# Work to be completed
From the line containing "Question. Place a dot on every instance of the glass bottle" through the end of the entries, please repeat every line exactly and nothing more; the pictures do not belong in the copy.

# Saved entries
*-*-*

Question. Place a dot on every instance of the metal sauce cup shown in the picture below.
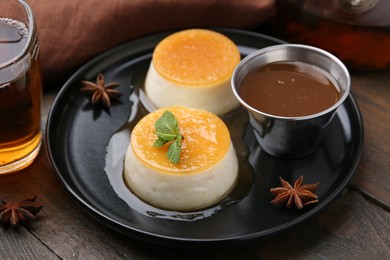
(292, 137)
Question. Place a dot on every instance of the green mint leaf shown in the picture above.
(174, 150)
(167, 125)
(167, 130)
(160, 142)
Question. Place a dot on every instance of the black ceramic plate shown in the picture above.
(78, 135)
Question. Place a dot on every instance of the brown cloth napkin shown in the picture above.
(72, 32)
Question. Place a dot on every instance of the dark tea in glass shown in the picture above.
(20, 87)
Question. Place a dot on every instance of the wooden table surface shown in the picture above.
(355, 226)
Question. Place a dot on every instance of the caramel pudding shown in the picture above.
(193, 68)
(207, 170)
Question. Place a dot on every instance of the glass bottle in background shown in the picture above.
(20, 87)
(357, 31)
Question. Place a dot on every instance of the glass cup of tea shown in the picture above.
(20, 87)
(291, 92)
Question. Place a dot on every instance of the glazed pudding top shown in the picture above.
(196, 57)
(206, 141)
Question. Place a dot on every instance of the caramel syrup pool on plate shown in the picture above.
(289, 89)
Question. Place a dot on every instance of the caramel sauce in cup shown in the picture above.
(291, 92)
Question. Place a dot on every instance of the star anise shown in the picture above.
(15, 213)
(100, 91)
(300, 195)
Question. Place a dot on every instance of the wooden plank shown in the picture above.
(372, 91)
(21, 244)
(351, 227)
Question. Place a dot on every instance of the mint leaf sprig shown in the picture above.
(167, 131)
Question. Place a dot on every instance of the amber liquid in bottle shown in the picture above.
(20, 101)
(356, 31)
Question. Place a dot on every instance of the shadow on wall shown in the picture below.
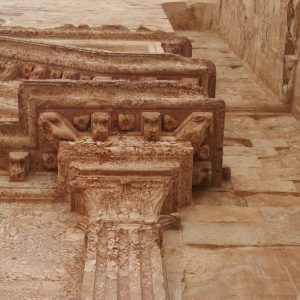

*-*-*

# Result of the task
Question. Place a dot on every instance of the glass bottle in background shown in the picture above.
(20, 87)
(357, 31)
Question. Place a dot on every instance of the glass cup of tea shown in the picture above.
(20, 87)
(291, 92)
Question. Place a dot on every instance of the glazed pudding top shown in the picture above.
(196, 57)
(206, 141)
Question. Place a dot on every instance of the caramel syrup pool on plate shown in the picture above.
(289, 89)
Question. Place a dot on every instance of the caramel sauce in cup shown in the picture above.
(291, 92)
Question. Place a dot on every instance of the star anise shown in the picture above.
(15, 213)
(100, 91)
(300, 195)
Question. Place a dot on every instance of the wooden plank shown in the picture above.
(372, 91)
(21, 244)
(351, 227)
Question. Place a dot on every instance of the mint leaf sprig shown in the picture above.
(167, 131)
Question. Place a dot on every instance of the amber liquid in bottle shown in the picture above.
(20, 101)
(356, 31)
Question. Place a dot on every instance of the shadow on wall shown in the picture below.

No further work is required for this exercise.